La inaudita carta de Léon Degrelle al Papa Pablo II en 1979 negando el Holocausto nazi

, | 18 marzo, 2020

El fascista del que Hitler dijo que le gustaría que fuera su «hijo» le escribió al Pontífice ocho folios llenos de reproches en los que desmentía el genocidio cometido por el Tercer Reich, con su colaboración, durante la Segunda Guerra Mundial. «Si en la actualidad hay tantos judíos, resulta difícil creer que hayan salido tan vivos de los hornos crematorios»

ISRAEL VIANA. ABC.- «Soy Léon Degrelle, jefe del rexismo belga, antes y durante la Segunda Guerra Mundial […]. Y soy católico como usted, por eso me creo autorizado a escribiros, como a un hermano en la fe». Así comenzaba la carta que el «hijo adoptivo de Hitler» le escribió a Juan Pablo II, en 1979, con motivo de la visita que el Papa iba a realizar al campo de concentración de Auschwitz. Ocho folios llenos de reproches en los que el líder nazi desmentía el genocidio cometido por el Tercer Reich, con su colaboración, durante la Segunda Guerra Mundial.

**MATERIAL DE TRABAJO**

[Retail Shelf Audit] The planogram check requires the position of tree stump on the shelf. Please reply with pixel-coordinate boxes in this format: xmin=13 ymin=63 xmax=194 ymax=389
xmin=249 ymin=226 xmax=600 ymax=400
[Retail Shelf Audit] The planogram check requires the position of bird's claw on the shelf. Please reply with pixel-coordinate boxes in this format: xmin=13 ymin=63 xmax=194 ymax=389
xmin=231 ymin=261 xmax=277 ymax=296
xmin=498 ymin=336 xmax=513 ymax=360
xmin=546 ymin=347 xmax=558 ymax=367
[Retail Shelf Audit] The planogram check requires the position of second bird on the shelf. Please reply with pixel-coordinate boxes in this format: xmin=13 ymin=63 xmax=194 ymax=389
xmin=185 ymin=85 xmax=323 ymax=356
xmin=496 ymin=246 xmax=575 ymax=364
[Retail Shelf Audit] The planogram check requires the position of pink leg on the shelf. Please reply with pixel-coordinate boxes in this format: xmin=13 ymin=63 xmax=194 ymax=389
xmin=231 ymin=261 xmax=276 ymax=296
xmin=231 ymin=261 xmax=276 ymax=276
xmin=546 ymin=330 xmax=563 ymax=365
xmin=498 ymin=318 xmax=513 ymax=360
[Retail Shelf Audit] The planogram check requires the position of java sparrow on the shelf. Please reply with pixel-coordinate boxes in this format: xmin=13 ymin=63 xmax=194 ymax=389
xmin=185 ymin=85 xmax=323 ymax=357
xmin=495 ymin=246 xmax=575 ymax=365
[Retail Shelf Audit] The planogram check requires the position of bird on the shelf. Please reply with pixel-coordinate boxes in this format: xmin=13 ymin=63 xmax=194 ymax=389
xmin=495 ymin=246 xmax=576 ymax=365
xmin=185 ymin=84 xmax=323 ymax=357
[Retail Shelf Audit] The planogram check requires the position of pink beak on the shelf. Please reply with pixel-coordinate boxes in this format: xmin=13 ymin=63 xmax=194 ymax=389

**CONSIGNAS**
1) Traduce al inglés esta oración del artículo sobre la carta de Léon Degrelle: «Así comenzaba la carta que el «hijo adoptivo de Hitler» le escribió a Juan Pablo II, en 1979, con motivo de la visita que el Papa iba a realizar al campo de concentración de Auschwitz.»
2) Prosigue el artículo sobre la carta de Léon Degrelle a partir de su última oración.
Los registros provienen de una fuente distinta a la del texto.

**RESULTADOS POR TAREA**
1) That is how the letter that "Hitler's adopted son" wrote to John Paul II in 1979 began, on the occasion of the visit the Pope was going to make to the Auschwitz concentration camp.

2)
El belga, que firmaba desde su «exilio» español, no se andaba con rodeos en la misiva. Hablamos del hombre que gobernó Bélgica en nombre de Hitler, durante cuatro años, en los que se dedicó a imponer el terror mediante el pillaje, la delación, los linchamientos, los asesinatos y la difusión del antisemitismo. En el segundo párrafo ya le preguntaba al Sumo Pontífice: «¿La guerra fue verdaderamente como se ha dicho? ¿Cuáles fueron las faltas, e incluso los crímenes de unos y de otros? ¿No se ha desvirtuado a la ligera, o con mala fe, la doctrina del adversario [Alemania], atribuyéndole unos proyectos y endosándole unos actos cuya realidad puede estar sujeta a numerosas dudas?».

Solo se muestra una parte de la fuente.